== Trecho da página ==

Os tabus põem a mesa

null

Família pertencente a uma das comunidades estudadas na margem do rio Tocantins, em foto de 1987 (fotos: Alpina Begossi)

Tabus alimentares fazem parte de várias culturas e religiões. No Brasil não é diferente: há 15 anos, as restrições e recomendações ao consumo de peixes em populações da Mata Atlântica e da Amazônia têm sido estudadas por uma equipe de biólogos e ecólogos da Universidade Estadual de Campinas (Unicamp). Parte dos resultados desse esforço foi sistematizada em um artigo publicado em outubro da revista Ecological Applications

.

 

A equipe, constituída por Natalia Hanazaki e por Rossano M. Ramos e liderada pela bióloga Alpina Begossi, do Núcleo de Estudos e Pesquisas Ambientais (Nepam), reuniu informações sobre consumo de peixes nas populações ribeirinhas dos rios Araguaia, Tocantins, Juruá e Negro (região amazônica) e no litoral de São Paulo e Rio de Janeiro (Mata Atlântica). O estudo busca explicar o que está por trás de restrições alimentares nesses grupos a partir de entrevistas com famílias das comunidades pesquisadas e da revisão de material bibliográfico sobre o tema.

===
== Dados fornecidos ==

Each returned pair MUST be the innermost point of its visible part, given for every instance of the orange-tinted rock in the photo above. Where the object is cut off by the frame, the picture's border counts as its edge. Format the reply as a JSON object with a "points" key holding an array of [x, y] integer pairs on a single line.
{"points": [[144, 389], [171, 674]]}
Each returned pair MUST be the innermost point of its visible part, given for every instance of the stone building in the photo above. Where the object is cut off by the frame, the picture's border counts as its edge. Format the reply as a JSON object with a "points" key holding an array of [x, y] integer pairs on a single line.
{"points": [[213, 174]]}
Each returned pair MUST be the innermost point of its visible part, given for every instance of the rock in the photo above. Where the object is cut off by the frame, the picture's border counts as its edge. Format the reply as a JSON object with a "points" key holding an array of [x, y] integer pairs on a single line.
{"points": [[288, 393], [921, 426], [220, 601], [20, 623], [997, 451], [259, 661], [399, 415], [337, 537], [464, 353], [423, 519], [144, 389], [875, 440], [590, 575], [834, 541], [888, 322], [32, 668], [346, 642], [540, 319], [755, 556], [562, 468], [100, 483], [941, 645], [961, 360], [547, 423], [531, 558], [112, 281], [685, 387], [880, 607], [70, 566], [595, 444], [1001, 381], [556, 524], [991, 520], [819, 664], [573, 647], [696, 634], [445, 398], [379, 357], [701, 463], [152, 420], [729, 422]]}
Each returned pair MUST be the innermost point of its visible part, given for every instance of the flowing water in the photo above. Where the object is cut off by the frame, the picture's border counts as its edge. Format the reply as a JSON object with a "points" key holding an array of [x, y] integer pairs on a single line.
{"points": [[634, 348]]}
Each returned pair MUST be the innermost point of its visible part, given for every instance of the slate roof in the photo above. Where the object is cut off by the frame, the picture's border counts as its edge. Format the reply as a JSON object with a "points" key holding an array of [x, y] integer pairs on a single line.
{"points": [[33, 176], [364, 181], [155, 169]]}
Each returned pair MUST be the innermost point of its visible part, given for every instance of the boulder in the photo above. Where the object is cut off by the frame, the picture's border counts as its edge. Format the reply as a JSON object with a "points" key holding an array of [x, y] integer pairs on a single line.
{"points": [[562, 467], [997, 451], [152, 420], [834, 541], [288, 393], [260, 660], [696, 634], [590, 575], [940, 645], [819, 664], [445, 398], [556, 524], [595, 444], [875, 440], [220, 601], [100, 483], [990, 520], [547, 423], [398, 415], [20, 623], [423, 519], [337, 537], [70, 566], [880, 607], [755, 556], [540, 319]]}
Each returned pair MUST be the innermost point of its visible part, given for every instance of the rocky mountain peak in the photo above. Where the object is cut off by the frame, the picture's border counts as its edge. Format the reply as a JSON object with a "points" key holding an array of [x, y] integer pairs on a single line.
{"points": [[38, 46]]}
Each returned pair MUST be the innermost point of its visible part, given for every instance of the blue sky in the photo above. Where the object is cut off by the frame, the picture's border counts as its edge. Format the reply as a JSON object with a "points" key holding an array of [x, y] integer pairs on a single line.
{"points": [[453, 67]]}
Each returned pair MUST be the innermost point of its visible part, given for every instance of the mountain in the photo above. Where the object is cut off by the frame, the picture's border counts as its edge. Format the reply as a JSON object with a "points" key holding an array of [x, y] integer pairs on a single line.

===

§ **Instruções a seguir**:
Continue o texto sobre tabus alimentares a partir da última frase apresentada. Os dados não têm nenhuma relação com esta atividade.

§ **Resposta ao problema**:
Na análise bibliográfica, a equipe remonta à Bíblia para rastrear a origem dos tabus alimentares. Foram encontradas no livro Levítico

restrições ao consumo de peixes marinhos sem escamas e nadadeiras, fundamentadas na idéia de pureza. Uma hipótese levantada pelo grupo da Unicamp é que esse tabu tenha sido passado aos indígenas pelos portugueses na época da colonização ‐ ambos são os principais ascendentes dos atuais habitantes das áreas estudadas.

 

O grupo avaliou também a obra publicada pela antropóloga Mary Douglas nos anos 1960 para entender a origem das restrições ao consumo de certas espécies de peixe. Os tabus podem ter surgido em função da preocupação com a preservação de recursos naturais ou da rejeição a peixes gordurosos. Fatores locais podem ainda ter determinado o surgimento dessas restrições.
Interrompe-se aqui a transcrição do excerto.